*DATASET EXCERPTS:*
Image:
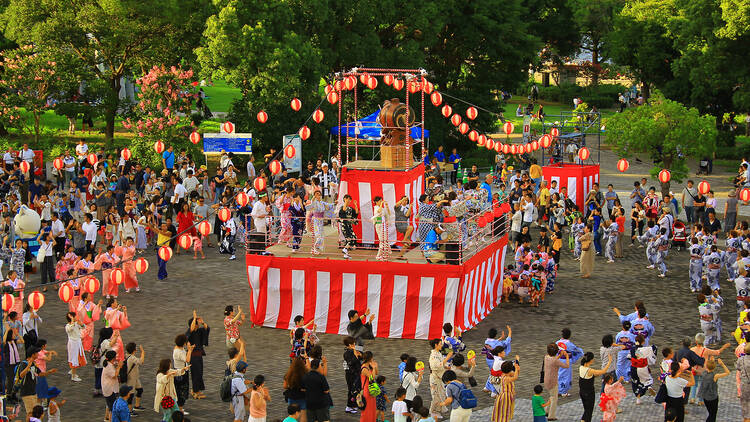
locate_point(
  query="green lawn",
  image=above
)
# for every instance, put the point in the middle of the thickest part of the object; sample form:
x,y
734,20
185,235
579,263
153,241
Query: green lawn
x,y
220,96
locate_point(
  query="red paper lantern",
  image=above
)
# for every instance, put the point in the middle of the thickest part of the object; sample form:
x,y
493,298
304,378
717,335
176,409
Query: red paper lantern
x,y
259,184
125,154
165,253
91,285
185,241
436,98
447,111
8,302
65,293
318,115
704,187
242,199
204,227
664,176
141,265
36,299
584,153
296,104
117,275
290,151
304,132
275,167
224,214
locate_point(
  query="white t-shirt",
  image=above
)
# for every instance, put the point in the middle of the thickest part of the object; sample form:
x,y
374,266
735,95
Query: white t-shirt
x,y
399,408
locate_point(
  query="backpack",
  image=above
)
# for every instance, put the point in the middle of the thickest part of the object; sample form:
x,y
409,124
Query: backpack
x,y
466,398
225,389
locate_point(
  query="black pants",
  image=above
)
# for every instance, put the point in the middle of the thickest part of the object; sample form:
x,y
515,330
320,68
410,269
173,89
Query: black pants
x,y
353,386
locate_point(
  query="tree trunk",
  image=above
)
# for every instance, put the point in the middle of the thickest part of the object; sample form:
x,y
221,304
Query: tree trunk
x,y
111,110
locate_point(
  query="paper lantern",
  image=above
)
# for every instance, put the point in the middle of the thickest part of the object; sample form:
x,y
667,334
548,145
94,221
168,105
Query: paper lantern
x,y
185,241
204,227
36,299
704,187
664,176
584,153
117,276
8,302
545,141
259,184
242,199
224,214
91,285
436,98
290,151
141,265
165,253
275,167
296,104
318,115
447,111
456,119
304,132
65,293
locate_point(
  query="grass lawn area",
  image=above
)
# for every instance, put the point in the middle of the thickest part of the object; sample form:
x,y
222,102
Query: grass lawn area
x,y
220,96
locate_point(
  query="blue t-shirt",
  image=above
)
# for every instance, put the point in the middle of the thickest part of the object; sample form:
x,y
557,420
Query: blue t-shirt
x,y
168,159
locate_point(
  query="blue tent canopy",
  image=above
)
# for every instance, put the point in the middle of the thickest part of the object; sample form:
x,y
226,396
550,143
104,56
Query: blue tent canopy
x,y
369,128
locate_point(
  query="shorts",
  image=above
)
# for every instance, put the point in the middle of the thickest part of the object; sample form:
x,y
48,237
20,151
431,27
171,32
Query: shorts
x,y
318,415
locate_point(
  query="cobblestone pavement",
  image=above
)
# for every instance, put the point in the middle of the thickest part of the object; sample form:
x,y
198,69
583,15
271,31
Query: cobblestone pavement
x,y
162,310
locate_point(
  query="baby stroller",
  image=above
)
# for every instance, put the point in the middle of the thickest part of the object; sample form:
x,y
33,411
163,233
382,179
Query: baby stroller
x,y
679,237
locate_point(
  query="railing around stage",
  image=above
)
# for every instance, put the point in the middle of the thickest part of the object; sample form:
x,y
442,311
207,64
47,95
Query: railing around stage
x,y
325,238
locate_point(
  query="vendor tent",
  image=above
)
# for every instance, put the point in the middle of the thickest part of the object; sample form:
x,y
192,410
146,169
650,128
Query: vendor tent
x,y
369,128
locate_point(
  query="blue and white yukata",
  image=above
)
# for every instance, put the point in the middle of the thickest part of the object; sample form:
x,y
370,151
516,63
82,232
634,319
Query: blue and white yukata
x,y
564,378
695,270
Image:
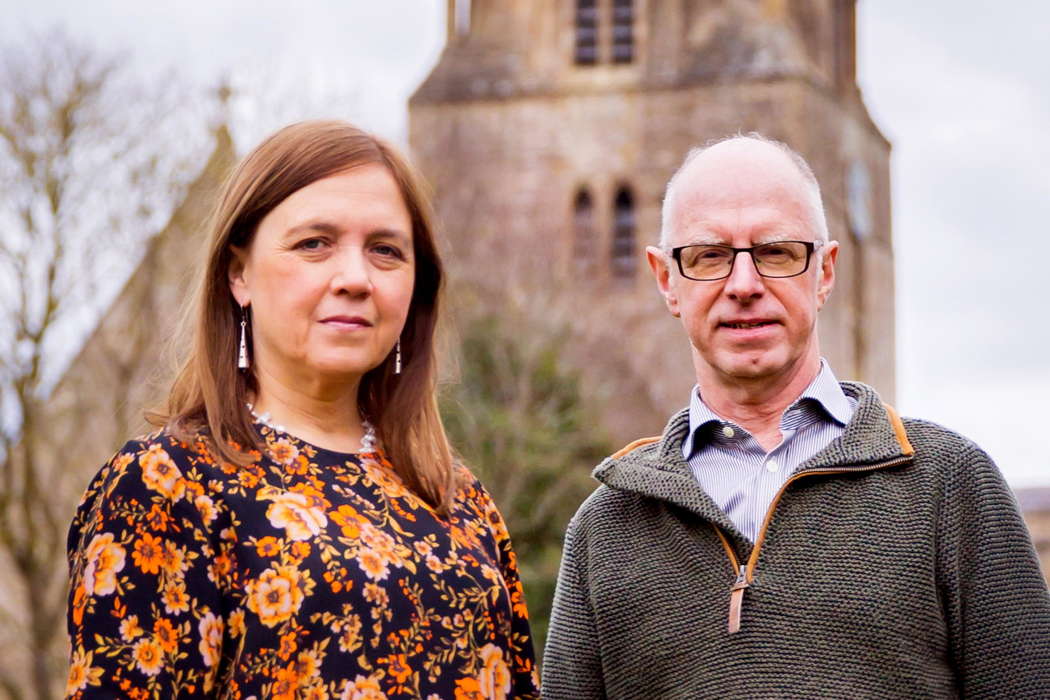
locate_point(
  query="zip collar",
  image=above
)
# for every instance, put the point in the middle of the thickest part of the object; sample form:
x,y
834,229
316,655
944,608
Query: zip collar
x,y
654,467
875,439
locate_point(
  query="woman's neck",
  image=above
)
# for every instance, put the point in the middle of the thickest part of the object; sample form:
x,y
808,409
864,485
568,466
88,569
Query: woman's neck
x,y
323,416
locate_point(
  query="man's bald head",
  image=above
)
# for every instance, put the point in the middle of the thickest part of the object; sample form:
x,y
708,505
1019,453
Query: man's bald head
x,y
711,168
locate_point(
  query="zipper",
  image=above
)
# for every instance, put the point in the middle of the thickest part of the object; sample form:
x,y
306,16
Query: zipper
x,y
746,574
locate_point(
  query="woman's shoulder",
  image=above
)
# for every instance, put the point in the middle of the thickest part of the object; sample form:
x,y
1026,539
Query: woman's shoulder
x,y
147,468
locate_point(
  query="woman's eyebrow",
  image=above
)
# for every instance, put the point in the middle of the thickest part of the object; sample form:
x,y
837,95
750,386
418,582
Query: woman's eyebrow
x,y
318,226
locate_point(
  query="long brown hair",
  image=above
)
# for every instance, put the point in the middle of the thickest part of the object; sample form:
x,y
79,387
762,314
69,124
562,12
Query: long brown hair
x,y
209,394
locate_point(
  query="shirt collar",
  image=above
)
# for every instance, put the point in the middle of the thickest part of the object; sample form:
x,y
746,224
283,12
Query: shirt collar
x,y
823,390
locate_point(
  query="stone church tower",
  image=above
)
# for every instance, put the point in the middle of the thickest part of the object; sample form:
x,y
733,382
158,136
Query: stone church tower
x,y
549,128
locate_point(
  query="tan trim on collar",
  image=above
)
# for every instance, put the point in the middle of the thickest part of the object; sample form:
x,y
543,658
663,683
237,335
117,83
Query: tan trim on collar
x,y
634,445
902,436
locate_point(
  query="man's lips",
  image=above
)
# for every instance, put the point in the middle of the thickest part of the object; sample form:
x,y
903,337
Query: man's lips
x,y
747,324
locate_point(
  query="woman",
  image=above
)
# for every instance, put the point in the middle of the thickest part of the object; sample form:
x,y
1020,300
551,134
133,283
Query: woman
x,y
298,528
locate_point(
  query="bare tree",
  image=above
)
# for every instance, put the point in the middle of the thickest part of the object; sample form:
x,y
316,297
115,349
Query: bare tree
x,y
88,166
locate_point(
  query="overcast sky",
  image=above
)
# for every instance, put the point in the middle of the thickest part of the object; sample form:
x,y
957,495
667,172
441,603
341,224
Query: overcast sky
x,y
961,87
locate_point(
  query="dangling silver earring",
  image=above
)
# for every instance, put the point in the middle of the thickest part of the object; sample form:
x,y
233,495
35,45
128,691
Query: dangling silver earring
x,y
243,353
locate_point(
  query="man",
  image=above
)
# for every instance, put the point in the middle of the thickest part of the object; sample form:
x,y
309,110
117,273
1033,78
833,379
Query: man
x,y
788,536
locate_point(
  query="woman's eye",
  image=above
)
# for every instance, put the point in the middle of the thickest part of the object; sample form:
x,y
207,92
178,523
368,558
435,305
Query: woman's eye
x,y
387,251
311,244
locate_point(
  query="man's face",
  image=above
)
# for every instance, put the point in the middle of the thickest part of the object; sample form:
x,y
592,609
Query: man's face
x,y
746,327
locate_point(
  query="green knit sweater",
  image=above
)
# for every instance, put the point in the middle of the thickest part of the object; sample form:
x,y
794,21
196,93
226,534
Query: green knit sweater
x,y
894,564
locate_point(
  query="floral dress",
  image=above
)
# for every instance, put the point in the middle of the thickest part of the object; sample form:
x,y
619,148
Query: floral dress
x,y
306,574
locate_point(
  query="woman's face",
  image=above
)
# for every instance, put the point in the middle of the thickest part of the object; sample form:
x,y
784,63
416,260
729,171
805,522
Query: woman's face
x,y
329,277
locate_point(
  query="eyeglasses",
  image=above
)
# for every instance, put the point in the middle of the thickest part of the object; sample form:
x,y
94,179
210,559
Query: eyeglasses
x,y
783,258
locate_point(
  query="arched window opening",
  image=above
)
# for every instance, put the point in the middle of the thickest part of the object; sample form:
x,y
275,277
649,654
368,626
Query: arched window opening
x,y
586,52
584,234
623,30
623,259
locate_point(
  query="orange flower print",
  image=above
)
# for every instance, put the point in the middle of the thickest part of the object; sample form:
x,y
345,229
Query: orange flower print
x,y
277,594
286,683
236,622
129,628
362,688
158,518
315,693
105,559
467,688
282,451
268,547
495,677
376,594
210,630
174,598
350,633
373,565
148,656
82,673
207,509
166,635
296,515
174,558
159,472
148,553
300,550
288,645
397,666
348,518
307,665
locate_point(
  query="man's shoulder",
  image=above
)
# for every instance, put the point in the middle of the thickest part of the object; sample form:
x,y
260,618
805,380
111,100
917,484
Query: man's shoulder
x,y
930,438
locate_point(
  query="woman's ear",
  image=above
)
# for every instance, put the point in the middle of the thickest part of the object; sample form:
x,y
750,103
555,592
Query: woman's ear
x,y
238,275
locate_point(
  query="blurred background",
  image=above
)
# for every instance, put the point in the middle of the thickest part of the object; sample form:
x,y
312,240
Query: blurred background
x,y
547,129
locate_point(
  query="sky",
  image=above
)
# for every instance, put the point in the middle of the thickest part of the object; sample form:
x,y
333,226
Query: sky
x,y
961,88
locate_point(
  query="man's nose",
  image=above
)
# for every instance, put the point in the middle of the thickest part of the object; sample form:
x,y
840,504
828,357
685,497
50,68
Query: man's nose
x,y
743,282
351,272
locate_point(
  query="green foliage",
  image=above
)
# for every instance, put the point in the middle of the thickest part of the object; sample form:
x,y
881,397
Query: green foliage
x,y
519,420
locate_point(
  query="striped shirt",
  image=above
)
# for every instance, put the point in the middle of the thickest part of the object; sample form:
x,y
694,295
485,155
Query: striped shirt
x,y
738,473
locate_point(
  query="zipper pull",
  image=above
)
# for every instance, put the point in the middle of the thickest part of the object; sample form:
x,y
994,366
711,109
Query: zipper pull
x,y
736,599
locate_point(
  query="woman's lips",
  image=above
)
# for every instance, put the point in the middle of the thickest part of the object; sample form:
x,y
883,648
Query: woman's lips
x,y
347,322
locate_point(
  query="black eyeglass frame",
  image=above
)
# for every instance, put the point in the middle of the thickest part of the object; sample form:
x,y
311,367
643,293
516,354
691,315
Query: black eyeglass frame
x,y
811,246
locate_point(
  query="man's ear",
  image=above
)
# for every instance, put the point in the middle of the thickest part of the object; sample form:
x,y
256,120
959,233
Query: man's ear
x,y
659,263
238,274
826,278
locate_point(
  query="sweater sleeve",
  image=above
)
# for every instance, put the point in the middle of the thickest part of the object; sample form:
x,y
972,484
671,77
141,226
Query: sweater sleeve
x,y
995,598
571,661
145,615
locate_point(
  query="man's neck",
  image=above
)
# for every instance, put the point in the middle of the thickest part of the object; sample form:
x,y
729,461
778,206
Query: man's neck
x,y
756,404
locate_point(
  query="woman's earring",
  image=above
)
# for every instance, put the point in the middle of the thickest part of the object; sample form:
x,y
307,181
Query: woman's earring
x,y
243,353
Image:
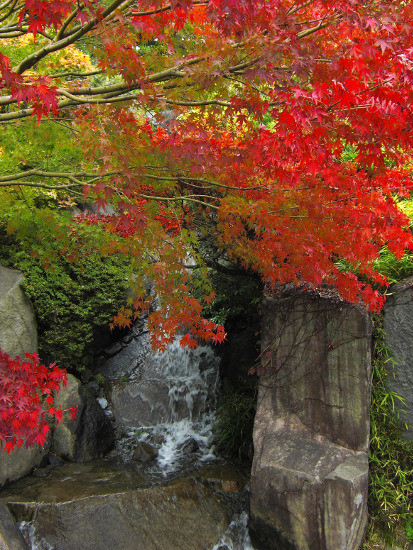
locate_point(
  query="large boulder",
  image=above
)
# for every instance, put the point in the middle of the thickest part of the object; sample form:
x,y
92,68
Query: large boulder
x,y
95,506
398,329
310,470
18,335
10,536
90,435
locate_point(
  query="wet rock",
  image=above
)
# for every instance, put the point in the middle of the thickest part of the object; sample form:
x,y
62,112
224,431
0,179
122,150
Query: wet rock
x,y
18,333
55,460
21,462
310,470
91,435
144,452
10,536
398,328
90,506
166,388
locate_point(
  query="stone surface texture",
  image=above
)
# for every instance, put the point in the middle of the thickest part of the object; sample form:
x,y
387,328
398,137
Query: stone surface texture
x,y
310,469
10,536
93,506
398,328
91,435
18,334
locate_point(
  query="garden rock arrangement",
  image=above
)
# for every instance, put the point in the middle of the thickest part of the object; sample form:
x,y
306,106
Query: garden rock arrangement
x,y
310,470
18,334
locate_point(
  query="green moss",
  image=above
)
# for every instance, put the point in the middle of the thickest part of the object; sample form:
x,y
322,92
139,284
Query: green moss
x,y
235,421
75,288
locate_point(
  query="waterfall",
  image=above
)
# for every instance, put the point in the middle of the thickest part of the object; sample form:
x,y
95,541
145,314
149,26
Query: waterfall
x,y
170,403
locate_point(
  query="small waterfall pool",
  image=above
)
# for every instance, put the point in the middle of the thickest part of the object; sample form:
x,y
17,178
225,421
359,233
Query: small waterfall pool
x,y
169,404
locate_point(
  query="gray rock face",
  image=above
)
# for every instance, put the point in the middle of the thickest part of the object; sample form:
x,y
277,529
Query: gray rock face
x,y
92,506
10,536
310,469
398,328
18,333
91,435
20,462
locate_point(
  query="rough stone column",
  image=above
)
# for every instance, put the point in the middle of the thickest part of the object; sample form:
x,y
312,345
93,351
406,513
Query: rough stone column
x,y
310,470
18,335
398,329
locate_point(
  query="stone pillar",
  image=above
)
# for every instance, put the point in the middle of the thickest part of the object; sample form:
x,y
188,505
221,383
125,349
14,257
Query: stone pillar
x,y
310,470
18,335
398,329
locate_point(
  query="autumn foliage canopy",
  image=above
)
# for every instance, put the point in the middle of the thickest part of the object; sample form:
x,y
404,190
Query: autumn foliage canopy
x,y
280,130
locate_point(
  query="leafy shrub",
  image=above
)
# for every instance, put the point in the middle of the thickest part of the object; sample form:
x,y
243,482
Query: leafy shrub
x,y
75,288
235,421
391,457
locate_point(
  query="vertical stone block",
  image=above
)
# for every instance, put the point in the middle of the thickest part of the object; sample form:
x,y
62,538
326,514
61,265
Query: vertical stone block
x,y
310,470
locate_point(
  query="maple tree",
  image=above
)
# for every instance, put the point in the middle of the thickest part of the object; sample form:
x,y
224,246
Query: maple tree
x,y
27,392
281,129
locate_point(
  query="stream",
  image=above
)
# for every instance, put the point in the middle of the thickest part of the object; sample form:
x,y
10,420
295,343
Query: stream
x,y
182,497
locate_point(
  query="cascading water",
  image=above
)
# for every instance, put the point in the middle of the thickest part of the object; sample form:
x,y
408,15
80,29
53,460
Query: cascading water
x,y
187,383
167,401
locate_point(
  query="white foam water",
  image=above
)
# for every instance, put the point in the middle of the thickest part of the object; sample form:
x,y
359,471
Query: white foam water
x,y
237,536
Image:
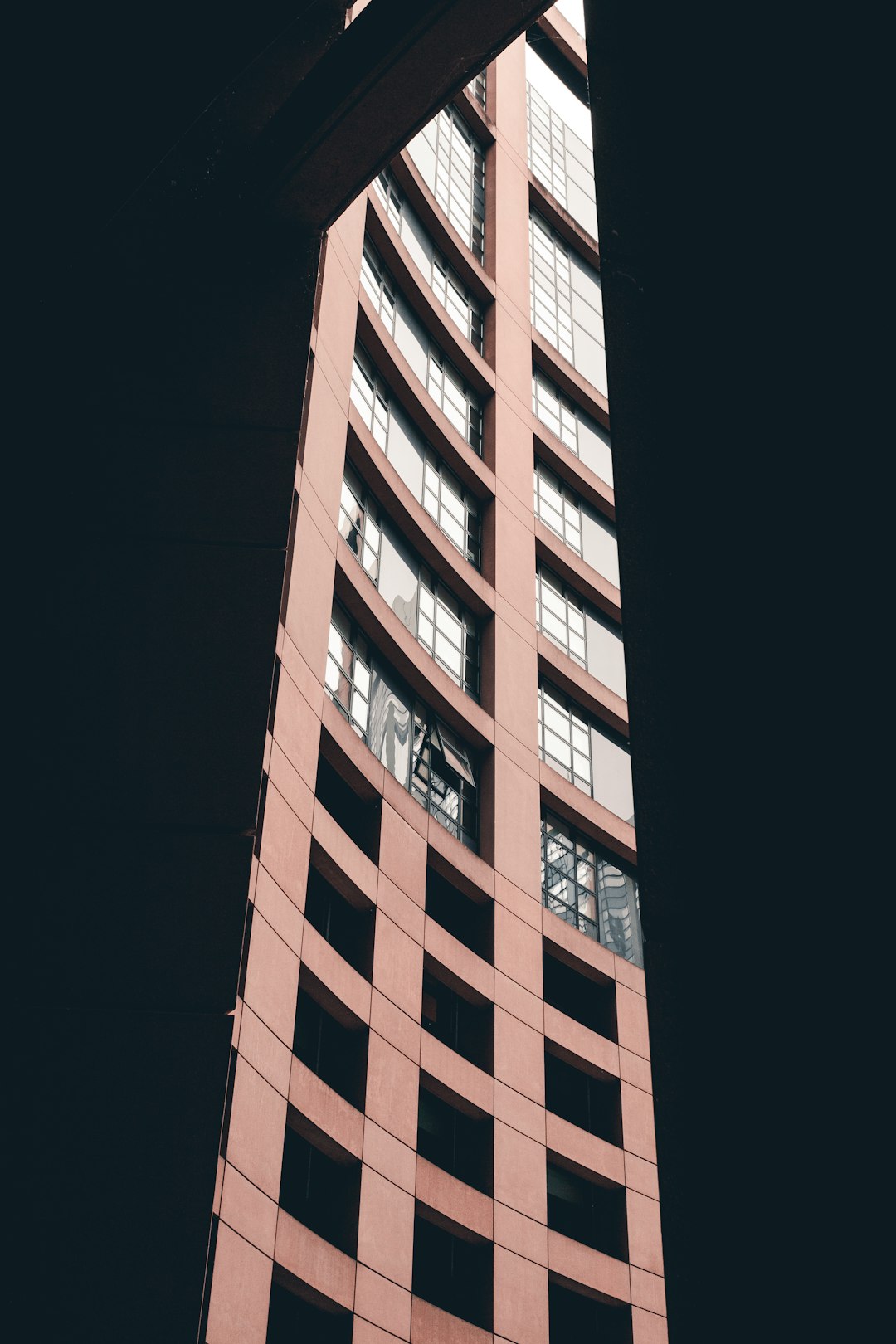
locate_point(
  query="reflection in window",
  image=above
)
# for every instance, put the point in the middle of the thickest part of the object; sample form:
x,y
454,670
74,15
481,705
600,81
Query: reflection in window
x,y
430,611
453,167
442,777
586,753
581,435
433,763
448,286
450,505
587,888
348,671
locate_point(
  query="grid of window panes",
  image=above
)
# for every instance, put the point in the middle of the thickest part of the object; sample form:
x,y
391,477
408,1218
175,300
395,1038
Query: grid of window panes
x,y
453,166
559,613
564,738
582,435
551,290
371,397
450,392
547,144
558,507
442,280
455,299
477,88
448,633
455,511
442,777
379,285
587,889
441,624
348,671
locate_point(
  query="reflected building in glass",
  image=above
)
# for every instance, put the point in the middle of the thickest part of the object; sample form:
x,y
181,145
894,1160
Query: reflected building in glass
x,y
440,1121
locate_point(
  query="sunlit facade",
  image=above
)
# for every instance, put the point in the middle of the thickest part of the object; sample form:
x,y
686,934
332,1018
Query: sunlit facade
x,y
440,1121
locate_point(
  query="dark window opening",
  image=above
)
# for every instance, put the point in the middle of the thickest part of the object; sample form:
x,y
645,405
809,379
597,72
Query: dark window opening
x,y
590,1001
332,1050
589,1211
460,1025
320,1191
592,1103
453,1273
292,1317
345,928
472,923
359,817
458,1142
574,1316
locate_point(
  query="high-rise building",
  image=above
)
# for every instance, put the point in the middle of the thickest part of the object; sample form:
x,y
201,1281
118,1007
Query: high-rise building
x,y
438,1120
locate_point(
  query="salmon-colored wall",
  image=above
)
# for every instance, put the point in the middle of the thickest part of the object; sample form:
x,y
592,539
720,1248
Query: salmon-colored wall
x,y
253,1233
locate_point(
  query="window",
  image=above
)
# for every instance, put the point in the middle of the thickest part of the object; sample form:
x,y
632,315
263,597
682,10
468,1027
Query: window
x,y
477,88
370,397
453,1272
451,396
347,929
472,923
558,507
320,1191
567,303
590,1211
442,777
561,615
293,1317
453,167
449,504
461,1025
448,633
589,1099
589,889
581,435
564,739
431,761
579,629
379,285
329,1047
453,509
448,286
551,286
458,1142
348,671
559,138
359,817
586,753
589,999
574,1316
429,611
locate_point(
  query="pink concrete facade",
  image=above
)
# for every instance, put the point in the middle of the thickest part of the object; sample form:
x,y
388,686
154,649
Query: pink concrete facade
x,y
256,1239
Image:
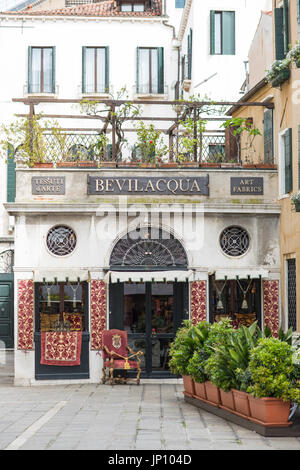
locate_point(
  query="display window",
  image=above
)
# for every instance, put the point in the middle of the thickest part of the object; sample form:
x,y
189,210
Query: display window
x,y
61,306
237,299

*TASK GOAL:* Please select each line from the listing above that contains the word "floral".

*EXERCISE ANSWER:*
  query="floral dress",
Query: floral dress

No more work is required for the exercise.